Income inequality as a sovereign rating input, Italy flouting EU fiscal rules

1 – Moody’s: Widening income inequality will weigh on US credit profile

Rising income and wealth inequality is a key social consideration that will affect the credit profile of the United States (Aaa stable) through multiple rating factors, including economic, institutional and fiscal strength, Moody’s Investors Service says in a new report. While income inequality has generally increased across advanced economies since 2000, it is materially higher and wealth is significantly more concentrated in the US.

Since 1995, the top 10% of US income earners have experienced an overall median net worth increase of close to 200%, while the bottom 40% of income earners have seen a decline. There has been a particularly sharp increase in wealth and income inequality ratios since the global financial crisis.

This is interesting on two levels. First, credit ratings of monetarily sovereign states are largely meaningless. For example, Japan has an A1 rating from Moody’s. But what does that mean in terms of default risk or in terms of interest rate risk? I’m not sure it means a lot, frankly. So I am deeply sceptical of these ratings as anything but political statements, used to cajole governments into fiscal responsibility.

But, having said that, it is interesting that Moody’s is looking at income inequality as one of the political criteria it is using to judge countries by. It says:

For the US’ credit profile, rising inequality will exacerbate pressures on the country’s fiscal strength, its weakest rating factor, since higher government expenditures will likely be needed to support lower-income households, and are unlikely to be offset by revenue raising measures following recent tax cuts.

Is that true? Again, I’m sceptical. I look at rising inequality as introducing political risk i.e. an ‘us vs them’ mentality in the electorate. And this political risk might create governance problems. Equally, to the degree that inequality saps the middle class of income, an economy could have growth problems. But I don’t agree with Moody’s logic here.

2 – Italy Flouts Rules and Sets Itself on EU Collision Course

Background: EU Commissioners Valdis Dombrovskis and Pierre Moscovici have determined there is a “significant deviation” in Italy’s budget targets from the correct fiscal path.

• _Raw data_:
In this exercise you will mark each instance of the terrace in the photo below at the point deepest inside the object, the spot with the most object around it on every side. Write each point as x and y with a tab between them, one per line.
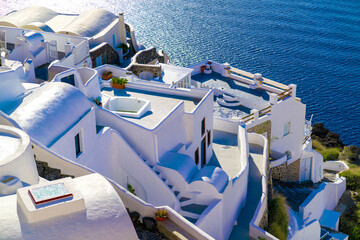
239	95
162	104
246	97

• _Problems to work on_:
A) Answer these three questions from the piece on income inequality and Italy's budget, one answer per line, marked the same way:
(i) What rating does Moody's give the United States?
(ii) What rating does Japan have from Moody's?
(iii) Which two EU Commissioners found a "significant deviation" in Italy's budget targets?
B) List every country named in the piece on income inequality and Italy's budget.
C) Write the next part of the piece on income inequality and Italy's budget, picking up after its last sentence.

• _Responses to the exercise_:
A)
(i) Aaa stable
(ii) A1
(iii) Valdis Dombrovskis and Pierre Moscovici

B) United States, Japan, Italy

C)
One of the main principles of the European Union’s fiscal rules is that the structural budget deficit may not surpass a medium-term objective of 0.5 percent of GDP if the debt-to-GDP ratio is above 60 percent or 1 percent if that ratio is below 60 percent. Old forecasts had Italy adhering to that commitment by next year, but the new government is openly flouting the rules and setting itself on a collision course with the EU. While Bloomberg Economics believes that a compromise will probably be found, the disagreement marginally increases the probability of the populist government leading the country out of the euro area.

Ten-year yields in Italy are now above the 3.5% mark for the first time since 2014 as Deputy Prime Minister Di Maio shrugged off EU criticism of his government’s plans. Now, remember Germany had been in violation the Maastricht Treaty’s stability and growth pact in 8 of the ten years between 2002 and 2012. Whereas the Italians see themselves as having struggled under the burden of so-called ‘legacy debt’ in a fiscally responsible way. So, it makes sense that the ‘radical’ Italian government would openly flout the rules.

It’s not clear what happens next. Leaving the euro is not even remotely a base case here. Instead watch rising Italian yields as a trigger for an economic crisis in Italy, via Italian banks, which are getting killed due to their holding of government debt. This is where the rubber hits the road because bond market vigilantes will narrow the potential political outcomes for the Italian government. That’s what happens when you borrow in a foreign currency like the Italians do with the euro.

3 – China pumps $109bn into economy as trade war bites on growth

China has slashed the amount of cash some of its banks must hold in reserve as Beijing’s leadership seeks to bolster a flagging economy.

As higher US interest rates and fears of a trade war piles pressure on economies around the world, China’s central bank said on Sunday that it was cutting the reserve requirement ratios (RRRs) by one percentage point from 15 October to lower financing costs and spur growth in the world’s second-biggest economy.

The reserve cut, the fourth by the People’s Bank of China (PBOC) this year, came after Beijing pledged to speed up plans to invest billions of dollars in infrastructure projects as the economy shows signs of cooling further.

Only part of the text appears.